═══ Text segment
While perhaps not as emotionally satisfying as the spate of breakthrough victories, this year’s rise of the twenty-something’s is arguably more important for the game. The list of young winners cements the international nature of modern pro golf, including as it does England’s Rose, Ireland’s McIlroy, Australia’s Adam Scott, and Colombia’s Camilo Villegas. Among the several American young guns, the one that stands out for me is Anthony Kim.
Kim celebrated his 25th birthday less than two weeks ago. Unfortunately he did so while recuperating from thumb surgery in early May. But before withdrawing from the Players Championship with the thumb injury, he had won his third Tour victory at the Shell Houston Open in April. The win put Kim in an elite field of just five golfers in the last thirty years to score three victories before their 25th birthday. You may have heard of the other four: Tiger Woods, Phil Mickelson, Sergio Garcia, and Adam Scott.
══════
═══ Provided material
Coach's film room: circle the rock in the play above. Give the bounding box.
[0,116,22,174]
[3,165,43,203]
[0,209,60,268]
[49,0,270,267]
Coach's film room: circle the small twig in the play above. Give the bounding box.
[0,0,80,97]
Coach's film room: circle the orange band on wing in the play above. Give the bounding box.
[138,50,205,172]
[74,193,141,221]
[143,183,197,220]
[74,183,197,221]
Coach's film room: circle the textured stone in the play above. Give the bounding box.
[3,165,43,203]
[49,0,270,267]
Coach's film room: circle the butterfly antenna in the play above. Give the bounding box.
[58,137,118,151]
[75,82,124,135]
══════
## Activity
Repeat the passage about young golf winners word for word, between "While perhaps not" and "is Anthony Kim.", inclusive.

## Solution
While perhaps not as emotionally satisfying as the spate of breakthrough victories, this year’s rise of the twenty-something’s is arguably more important for the game. The list of young winners cements the international nature of modern pro golf, including as it does England’s Rose, Ireland’s McIlroy, Australia’s Adam Scott, and Colombia’s Camilo Villegas. Among the several American young guns, the one that stands out for me is Anthony Kim.